§ Work to complete
Look through the data below for the line with "as point(326, 500).", and transcribe it exactly together with each line after it up to and including the line with "as point(279, 200).". Give nothing else.
*** Opening Records for the task ***
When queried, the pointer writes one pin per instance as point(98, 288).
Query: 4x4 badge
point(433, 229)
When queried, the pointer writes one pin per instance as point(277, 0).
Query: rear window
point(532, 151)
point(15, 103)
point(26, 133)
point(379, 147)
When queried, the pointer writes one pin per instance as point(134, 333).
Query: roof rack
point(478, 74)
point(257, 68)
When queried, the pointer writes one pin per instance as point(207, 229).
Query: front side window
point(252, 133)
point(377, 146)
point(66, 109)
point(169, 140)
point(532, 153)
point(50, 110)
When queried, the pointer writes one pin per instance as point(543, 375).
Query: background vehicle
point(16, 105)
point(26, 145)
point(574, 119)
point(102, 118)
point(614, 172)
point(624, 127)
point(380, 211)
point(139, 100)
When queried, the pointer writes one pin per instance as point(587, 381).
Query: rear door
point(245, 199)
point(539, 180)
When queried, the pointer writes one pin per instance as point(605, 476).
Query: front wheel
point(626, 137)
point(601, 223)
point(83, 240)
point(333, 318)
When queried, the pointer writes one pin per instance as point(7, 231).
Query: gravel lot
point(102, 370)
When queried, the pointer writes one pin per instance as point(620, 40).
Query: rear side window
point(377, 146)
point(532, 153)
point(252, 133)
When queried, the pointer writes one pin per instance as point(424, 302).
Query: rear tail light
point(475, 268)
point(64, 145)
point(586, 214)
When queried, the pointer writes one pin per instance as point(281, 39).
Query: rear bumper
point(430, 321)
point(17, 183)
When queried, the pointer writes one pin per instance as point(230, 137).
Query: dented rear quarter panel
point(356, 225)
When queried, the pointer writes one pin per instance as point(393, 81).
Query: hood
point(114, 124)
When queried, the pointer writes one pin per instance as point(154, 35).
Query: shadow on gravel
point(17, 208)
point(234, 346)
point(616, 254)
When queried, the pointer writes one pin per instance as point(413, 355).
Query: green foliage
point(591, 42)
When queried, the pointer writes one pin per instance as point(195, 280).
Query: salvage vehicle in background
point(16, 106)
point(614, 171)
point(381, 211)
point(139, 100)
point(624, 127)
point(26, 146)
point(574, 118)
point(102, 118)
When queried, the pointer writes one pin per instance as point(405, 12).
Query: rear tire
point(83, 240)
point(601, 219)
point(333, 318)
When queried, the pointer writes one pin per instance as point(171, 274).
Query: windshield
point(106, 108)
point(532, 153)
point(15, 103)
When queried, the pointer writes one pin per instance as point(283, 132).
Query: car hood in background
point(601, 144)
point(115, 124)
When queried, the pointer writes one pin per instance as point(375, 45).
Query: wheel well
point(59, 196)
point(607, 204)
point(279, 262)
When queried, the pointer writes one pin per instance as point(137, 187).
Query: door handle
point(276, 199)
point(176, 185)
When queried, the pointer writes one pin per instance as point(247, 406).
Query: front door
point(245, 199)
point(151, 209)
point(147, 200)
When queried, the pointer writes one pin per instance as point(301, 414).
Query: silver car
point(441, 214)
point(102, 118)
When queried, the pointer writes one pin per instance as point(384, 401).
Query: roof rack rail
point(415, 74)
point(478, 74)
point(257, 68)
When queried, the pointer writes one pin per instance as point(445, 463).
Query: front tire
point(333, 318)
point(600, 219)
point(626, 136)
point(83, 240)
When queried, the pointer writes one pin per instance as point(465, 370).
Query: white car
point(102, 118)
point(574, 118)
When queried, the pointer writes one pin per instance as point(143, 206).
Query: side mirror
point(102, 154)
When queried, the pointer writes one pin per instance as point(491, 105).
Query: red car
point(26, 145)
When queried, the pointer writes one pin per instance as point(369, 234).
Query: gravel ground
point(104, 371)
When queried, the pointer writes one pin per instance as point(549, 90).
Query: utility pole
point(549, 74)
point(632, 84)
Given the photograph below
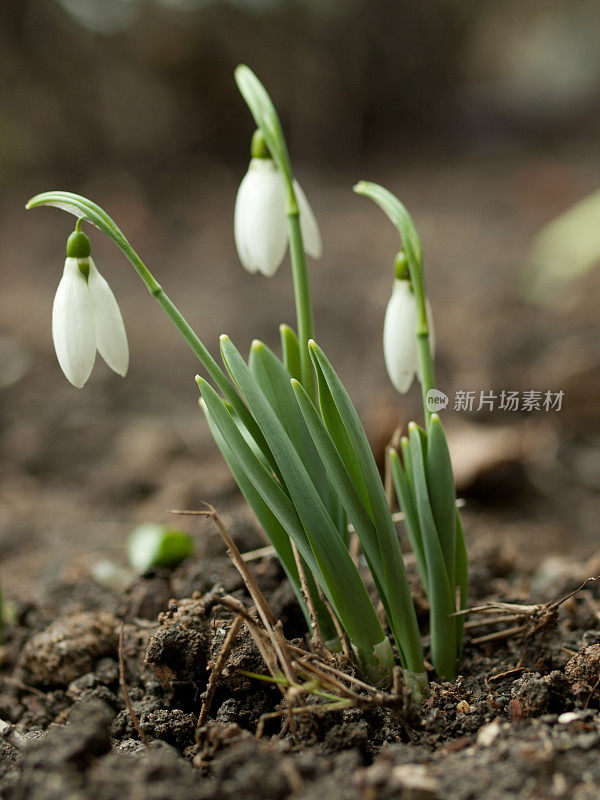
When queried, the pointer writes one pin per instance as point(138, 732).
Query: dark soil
point(78, 470)
point(521, 720)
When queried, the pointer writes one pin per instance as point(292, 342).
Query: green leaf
point(442, 494)
point(342, 582)
point(276, 533)
point(265, 116)
point(337, 431)
point(403, 620)
point(269, 488)
point(342, 482)
point(443, 629)
point(290, 350)
point(408, 506)
point(150, 545)
point(274, 381)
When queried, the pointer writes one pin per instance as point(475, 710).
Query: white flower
point(260, 225)
point(400, 348)
point(86, 318)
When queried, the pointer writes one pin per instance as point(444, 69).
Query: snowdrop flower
point(260, 225)
point(86, 317)
point(400, 348)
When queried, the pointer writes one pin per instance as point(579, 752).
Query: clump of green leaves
point(294, 443)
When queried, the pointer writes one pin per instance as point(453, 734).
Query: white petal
point(111, 339)
point(311, 235)
point(399, 336)
point(260, 225)
point(73, 325)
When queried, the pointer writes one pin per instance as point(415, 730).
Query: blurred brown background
point(483, 117)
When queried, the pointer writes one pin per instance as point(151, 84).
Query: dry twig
point(125, 690)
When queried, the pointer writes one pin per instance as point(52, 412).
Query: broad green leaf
point(442, 494)
point(408, 506)
point(343, 583)
point(337, 431)
point(403, 620)
point(290, 352)
point(271, 491)
point(442, 626)
point(274, 381)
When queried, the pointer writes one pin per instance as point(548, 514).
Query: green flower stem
point(86, 210)
point(267, 119)
point(304, 314)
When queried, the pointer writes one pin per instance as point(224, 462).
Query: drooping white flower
point(86, 319)
point(260, 225)
point(400, 348)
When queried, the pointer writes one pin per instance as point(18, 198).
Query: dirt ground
point(79, 468)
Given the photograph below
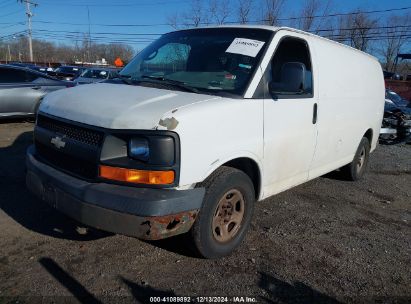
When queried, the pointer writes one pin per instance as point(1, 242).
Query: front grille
point(63, 159)
point(86, 136)
point(67, 163)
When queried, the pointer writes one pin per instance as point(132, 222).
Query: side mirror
point(292, 80)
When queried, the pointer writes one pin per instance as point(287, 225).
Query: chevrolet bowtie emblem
point(58, 142)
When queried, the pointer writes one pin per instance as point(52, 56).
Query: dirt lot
point(328, 241)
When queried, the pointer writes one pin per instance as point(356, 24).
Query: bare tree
point(395, 37)
point(172, 20)
point(219, 10)
point(272, 11)
point(196, 16)
point(244, 9)
point(357, 29)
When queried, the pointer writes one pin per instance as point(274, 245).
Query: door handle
point(315, 109)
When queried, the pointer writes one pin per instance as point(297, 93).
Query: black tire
point(224, 187)
point(355, 170)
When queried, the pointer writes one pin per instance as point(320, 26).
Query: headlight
point(139, 149)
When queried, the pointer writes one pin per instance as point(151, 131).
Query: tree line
point(383, 35)
point(367, 31)
point(45, 51)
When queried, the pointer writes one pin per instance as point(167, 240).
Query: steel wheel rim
point(361, 159)
point(228, 216)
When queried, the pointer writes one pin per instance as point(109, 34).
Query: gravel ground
point(327, 241)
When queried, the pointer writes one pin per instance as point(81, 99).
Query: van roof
point(284, 28)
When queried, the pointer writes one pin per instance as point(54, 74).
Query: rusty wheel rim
point(361, 159)
point(228, 216)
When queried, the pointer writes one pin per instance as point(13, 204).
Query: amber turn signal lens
point(137, 176)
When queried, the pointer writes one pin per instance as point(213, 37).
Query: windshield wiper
point(125, 78)
point(175, 83)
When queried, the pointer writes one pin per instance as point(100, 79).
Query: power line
point(151, 3)
point(12, 13)
point(234, 22)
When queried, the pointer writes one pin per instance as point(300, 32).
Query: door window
point(290, 73)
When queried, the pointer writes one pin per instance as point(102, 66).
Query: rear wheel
point(226, 213)
point(356, 169)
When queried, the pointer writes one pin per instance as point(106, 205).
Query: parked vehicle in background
point(66, 72)
point(21, 90)
point(92, 75)
point(396, 124)
point(200, 125)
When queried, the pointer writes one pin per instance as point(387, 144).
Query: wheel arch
point(249, 166)
point(369, 134)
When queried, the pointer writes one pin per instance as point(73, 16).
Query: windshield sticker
point(247, 47)
point(245, 66)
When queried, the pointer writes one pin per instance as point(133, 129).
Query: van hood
point(117, 106)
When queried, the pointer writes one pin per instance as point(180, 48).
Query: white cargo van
point(202, 124)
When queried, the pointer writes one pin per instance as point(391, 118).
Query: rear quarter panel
point(351, 101)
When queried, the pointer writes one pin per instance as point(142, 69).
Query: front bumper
point(141, 212)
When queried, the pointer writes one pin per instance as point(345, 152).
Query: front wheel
point(226, 213)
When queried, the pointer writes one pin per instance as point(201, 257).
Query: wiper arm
point(125, 78)
point(176, 83)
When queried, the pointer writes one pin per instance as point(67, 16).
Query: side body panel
point(289, 132)
point(351, 101)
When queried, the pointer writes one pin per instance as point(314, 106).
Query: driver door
point(290, 129)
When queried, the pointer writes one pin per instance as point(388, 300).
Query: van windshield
point(213, 61)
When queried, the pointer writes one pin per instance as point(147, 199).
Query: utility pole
point(29, 15)
point(89, 35)
point(8, 48)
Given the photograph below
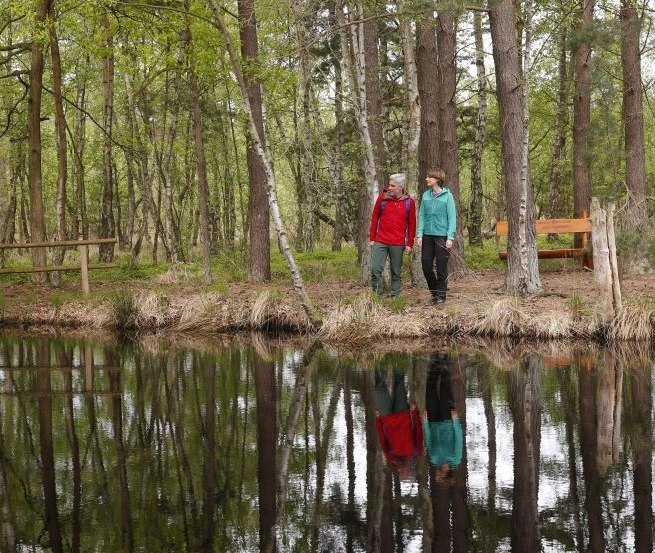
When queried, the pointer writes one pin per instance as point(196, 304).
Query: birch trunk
point(81, 222)
point(411, 120)
point(37, 222)
point(107, 224)
point(60, 127)
point(638, 259)
point(296, 277)
point(475, 206)
point(582, 110)
point(447, 70)
point(557, 190)
point(522, 268)
point(203, 188)
point(352, 51)
point(602, 271)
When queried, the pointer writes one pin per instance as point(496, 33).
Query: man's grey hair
point(399, 178)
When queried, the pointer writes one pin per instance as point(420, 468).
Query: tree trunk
point(203, 189)
point(475, 206)
point(373, 95)
point(81, 223)
point(37, 221)
point(633, 123)
point(427, 75)
point(447, 83)
point(258, 143)
point(107, 224)
point(260, 251)
point(582, 110)
point(60, 126)
point(412, 120)
point(557, 190)
point(353, 55)
point(522, 269)
point(339, 127)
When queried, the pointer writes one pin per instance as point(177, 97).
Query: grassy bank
point(149, 297)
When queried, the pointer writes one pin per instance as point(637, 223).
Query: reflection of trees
point(168, 446)
point(639, 419)
point(266, 450)
point(590, 469)
point(525, 403)
point(47, 449)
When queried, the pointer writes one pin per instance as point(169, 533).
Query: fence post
point(84, 258)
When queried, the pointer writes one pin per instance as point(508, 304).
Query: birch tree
point(511, 84)
point(258, 143)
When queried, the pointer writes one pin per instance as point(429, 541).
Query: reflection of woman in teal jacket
point(442, 430)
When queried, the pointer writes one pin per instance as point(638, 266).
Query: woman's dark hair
point(438, 174)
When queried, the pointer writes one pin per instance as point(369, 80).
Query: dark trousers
point(434, 250)
point(439, 394)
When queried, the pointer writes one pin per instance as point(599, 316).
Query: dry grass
point(152, 311)
point(175, 276)
point(633, 323)
point(365, 318)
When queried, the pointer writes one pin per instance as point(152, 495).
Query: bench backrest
point(551, 226)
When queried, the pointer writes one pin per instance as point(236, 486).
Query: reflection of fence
point(84, 265)
point(88, 369)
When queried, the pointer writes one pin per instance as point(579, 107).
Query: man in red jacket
point(393, 226)
point(398, 423)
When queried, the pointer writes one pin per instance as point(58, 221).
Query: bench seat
point(580, 226)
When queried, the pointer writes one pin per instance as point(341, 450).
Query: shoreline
point(356, 318)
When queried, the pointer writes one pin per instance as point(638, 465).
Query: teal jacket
point(437, 216)
point(444, 442)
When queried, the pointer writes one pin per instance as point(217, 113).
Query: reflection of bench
point(580, 226)
point(84, 267)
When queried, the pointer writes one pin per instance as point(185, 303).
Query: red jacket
point(394, 226)
point(400, 434)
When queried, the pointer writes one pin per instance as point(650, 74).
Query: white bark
point(614, 265)
point(528, 255)
point(296, 277)
point(602, 271)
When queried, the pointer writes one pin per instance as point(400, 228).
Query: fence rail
point(84, 267)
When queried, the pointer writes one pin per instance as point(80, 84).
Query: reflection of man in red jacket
point(393, 226)
point(398, 424)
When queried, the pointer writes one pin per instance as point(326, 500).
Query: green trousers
point(379, 258)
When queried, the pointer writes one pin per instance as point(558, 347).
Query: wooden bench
point(84, 267)
point(580, 226)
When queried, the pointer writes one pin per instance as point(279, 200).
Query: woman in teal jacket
point(442, 429)
point(437, 222)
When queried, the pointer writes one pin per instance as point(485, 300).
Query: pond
point(269, 446)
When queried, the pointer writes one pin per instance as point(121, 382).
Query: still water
point(253, 446)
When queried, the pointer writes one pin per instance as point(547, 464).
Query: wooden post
point(614, 266)
point(84, 258)
point(602, 271)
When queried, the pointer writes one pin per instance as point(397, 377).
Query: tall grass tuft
point(124, 309)
point(633, 323)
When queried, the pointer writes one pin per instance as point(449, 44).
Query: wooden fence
point(84, 266)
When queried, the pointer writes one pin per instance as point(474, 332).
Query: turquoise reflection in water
point(255, 447)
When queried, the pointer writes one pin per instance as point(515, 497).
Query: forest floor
point(476, 306)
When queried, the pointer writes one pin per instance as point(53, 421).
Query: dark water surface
point(246, 447)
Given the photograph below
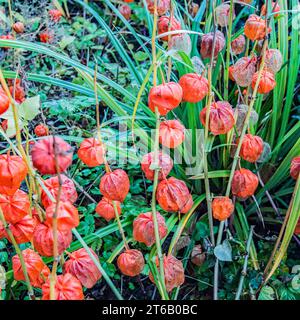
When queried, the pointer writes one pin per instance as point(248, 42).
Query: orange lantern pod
point(67, 215)
point(222, 208)
point(106, 210)
point(67, 287)
point(125, 11)
point(163, 26)
point(18, 27)
point(174, 196)
point(143, 228)
point(115, 185)
point(43, 155)
point(238, 45)
point(23, 230)
point(222, 14)
point(252, 148)
point(244, 183)
point(197, 256)
point(273, 60)
point(255, 28)
point(91, 152)
point(43, 240)
point(174, 272)
point(55, 15)
point(131, 262)
point(68, 190)
point(221, 117)
point(243, 70)
point(164, 161)
point(15, 207)
point(207, 44)
point(194, 87)
point(266, 84)
point(34, 265)
point(171, 133)
point(165, 97)
point(13, 171)
point(41, 130)
point(275, 8)
point(81, 266)
point(46, 36)
point(162, 6)
point(4, 101)
point(295, 168)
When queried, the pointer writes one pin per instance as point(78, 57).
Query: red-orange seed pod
point(81, 266)
point(165, 97)
point(115, 185)
point(222, 208)
point(131, 262)
point(194, 87)
point(244, 183)
point(143, 228)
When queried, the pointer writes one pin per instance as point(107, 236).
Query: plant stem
point(244, 271)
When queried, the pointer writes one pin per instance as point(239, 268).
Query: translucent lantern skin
point(15, 207)
point(163, 26)
point(43, 156)
point(165, 97)
point(222, 14)
point(13, 171)
point(244, 183)
point(34, 265)
point(171, 133)
point(125, 10)
point(41, 130)
point(162, 6)
point(91, 152)
point(174, 272)
point(221, 117)
point(238, 45)
point(266, 84)
point(295, 168)
point(207, 44)
point(67, 215)
point(43, 240)
point(273, 60)
point(81, 266)
point(55, 15)
point(243, 71)
point(68, 190)
point(276, 9)
point(222, 208)
point(174, 196)
point(255, 28)
point(105, 209)
point(23, 230)
point(115, 185)
point(131, 262)
point(194, 87)
point(252, 148)
point(4, 101)
point(143, 228)
point(197, 256)
point(164, 162)
point(67, 287)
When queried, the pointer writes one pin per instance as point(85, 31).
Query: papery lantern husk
point(143, 228)
point(131, 262)
point(67, 287)
point(81, 266)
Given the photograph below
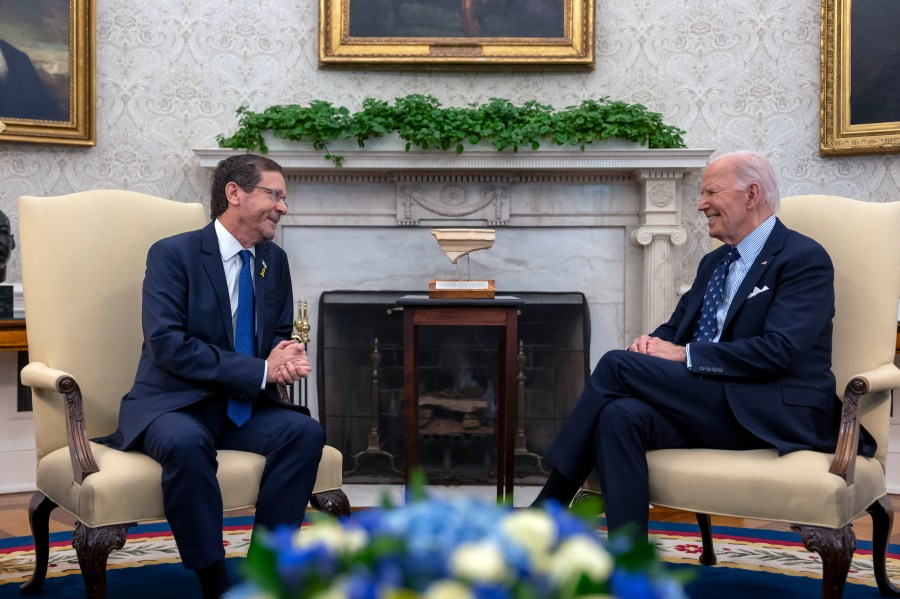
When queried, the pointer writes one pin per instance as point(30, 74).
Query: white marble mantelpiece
point(603, 222)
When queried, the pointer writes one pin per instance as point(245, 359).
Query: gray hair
point(753, 167)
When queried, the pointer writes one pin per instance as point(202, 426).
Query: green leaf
point(423, 122)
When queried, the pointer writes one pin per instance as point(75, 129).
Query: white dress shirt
point(230, 249)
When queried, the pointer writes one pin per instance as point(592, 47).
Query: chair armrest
point(41, 376)
point(883, 378)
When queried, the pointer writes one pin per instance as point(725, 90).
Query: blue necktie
point(244, 338)
point(707, 326)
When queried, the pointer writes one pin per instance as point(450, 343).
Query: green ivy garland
point(422, 121)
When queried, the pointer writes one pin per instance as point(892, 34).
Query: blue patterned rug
point(752, 563)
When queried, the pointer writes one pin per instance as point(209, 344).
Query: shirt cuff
point(265, 374)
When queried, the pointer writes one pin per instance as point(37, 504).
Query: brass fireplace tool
point(374, 447)
point(521, 447)
point(301, 335)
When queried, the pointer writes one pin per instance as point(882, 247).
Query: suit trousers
point(184, 442)
point(634, 403)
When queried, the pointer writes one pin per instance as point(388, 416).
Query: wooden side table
point(501, 312)
point(12, 335)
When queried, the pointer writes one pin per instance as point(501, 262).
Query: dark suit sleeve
point(187, 349)
point(775, 330)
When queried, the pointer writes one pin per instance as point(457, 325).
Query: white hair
point(753, 167)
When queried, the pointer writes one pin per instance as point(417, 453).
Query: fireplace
point(605, 223)
point(360, 386)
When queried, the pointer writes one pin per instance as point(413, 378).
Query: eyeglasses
point(272, 193)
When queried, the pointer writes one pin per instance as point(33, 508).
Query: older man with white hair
point(744, 362)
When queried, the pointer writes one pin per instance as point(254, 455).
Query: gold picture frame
point(859, 112)
point(57, 64)
point(456, 35)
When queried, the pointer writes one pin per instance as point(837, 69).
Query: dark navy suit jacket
point(188, 350)
point(774, 353)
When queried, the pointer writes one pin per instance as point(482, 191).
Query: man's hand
point(287, 363)
point(654, 346)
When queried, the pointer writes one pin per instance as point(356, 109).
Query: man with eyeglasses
point(217, 319)
point(744, 362)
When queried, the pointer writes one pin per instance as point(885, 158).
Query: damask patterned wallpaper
point(736, 74)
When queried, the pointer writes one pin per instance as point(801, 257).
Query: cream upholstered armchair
point(818, 494)
point(83, 258)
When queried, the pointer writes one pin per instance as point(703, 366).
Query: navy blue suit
point(176, 410)
point(766, 383)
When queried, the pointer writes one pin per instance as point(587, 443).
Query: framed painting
point(860, 72)
point(457, 34)
point(47, 71)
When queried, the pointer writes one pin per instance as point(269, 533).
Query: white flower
point(534, 530)
point(481, 562)
point(332, 535)
point(448, 589)
point(580, 555)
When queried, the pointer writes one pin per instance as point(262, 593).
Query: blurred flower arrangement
point(452, 549)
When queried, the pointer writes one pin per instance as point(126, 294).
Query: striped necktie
point(707, 327)
point(244, 336)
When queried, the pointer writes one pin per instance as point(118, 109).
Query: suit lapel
point(772, 247)
point(260, 278)
point(211, 259)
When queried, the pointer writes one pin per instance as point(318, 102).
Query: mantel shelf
point(544, 159)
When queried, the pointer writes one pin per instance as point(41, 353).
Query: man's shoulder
point(190, 242)
point(183, 238)
point(272, 249)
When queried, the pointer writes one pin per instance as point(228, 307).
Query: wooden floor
point(14, 519)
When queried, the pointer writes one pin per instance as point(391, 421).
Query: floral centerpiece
point(452, 549)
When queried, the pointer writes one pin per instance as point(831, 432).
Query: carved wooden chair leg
point(331, 502)
point(708, 557)
point(882, 513)
point(835, 547)
point(39, 517)
point(93, 546)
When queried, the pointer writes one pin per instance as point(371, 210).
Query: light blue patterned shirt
point(749, 248)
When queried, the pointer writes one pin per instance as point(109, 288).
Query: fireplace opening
point(360, 386)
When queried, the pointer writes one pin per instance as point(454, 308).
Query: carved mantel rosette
point(476, 198)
*** Closing Records for the task ***
§ Answer for this exercise
When queried, the pointer writes one pin per instance as point(326, 500).
Query: green trousers
point(379, 258)
When queried, the pointer writes one pin per instance as point(558, 347).
Query: wooden bench
point(84, 267)
point(580, 226)
When queried, the pointer writes one pin per instance as point(279, 200).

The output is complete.